What you are asked to do: Please copy each line of the data that includes the string "with".

★ ★ ★ ★ ★ ★ ★

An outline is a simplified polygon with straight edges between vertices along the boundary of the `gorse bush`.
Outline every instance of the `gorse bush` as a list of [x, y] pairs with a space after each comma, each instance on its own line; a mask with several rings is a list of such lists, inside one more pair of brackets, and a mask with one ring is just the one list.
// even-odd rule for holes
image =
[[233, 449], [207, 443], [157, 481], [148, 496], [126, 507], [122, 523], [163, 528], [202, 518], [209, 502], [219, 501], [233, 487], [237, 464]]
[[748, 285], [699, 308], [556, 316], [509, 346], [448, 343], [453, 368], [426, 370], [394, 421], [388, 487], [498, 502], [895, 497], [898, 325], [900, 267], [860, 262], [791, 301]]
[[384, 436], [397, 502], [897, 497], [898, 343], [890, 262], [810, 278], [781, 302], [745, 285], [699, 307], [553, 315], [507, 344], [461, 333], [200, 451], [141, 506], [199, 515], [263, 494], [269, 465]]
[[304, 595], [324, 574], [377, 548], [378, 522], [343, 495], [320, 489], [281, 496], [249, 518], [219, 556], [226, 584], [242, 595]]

★ ★ ★ ★ ★ ★ ★

Exercise result:
An outline is a simplified polygon with straight edges between vertices along the boundary of the `gorse bush`.
Outline every instance of the `gorse bush` as a list of [x, y] pairs with a space after each comma, each instance on its own line; a mask with several rings is a list of such lists, inside one more pair of brackets, and a mask with one ring is just the one list.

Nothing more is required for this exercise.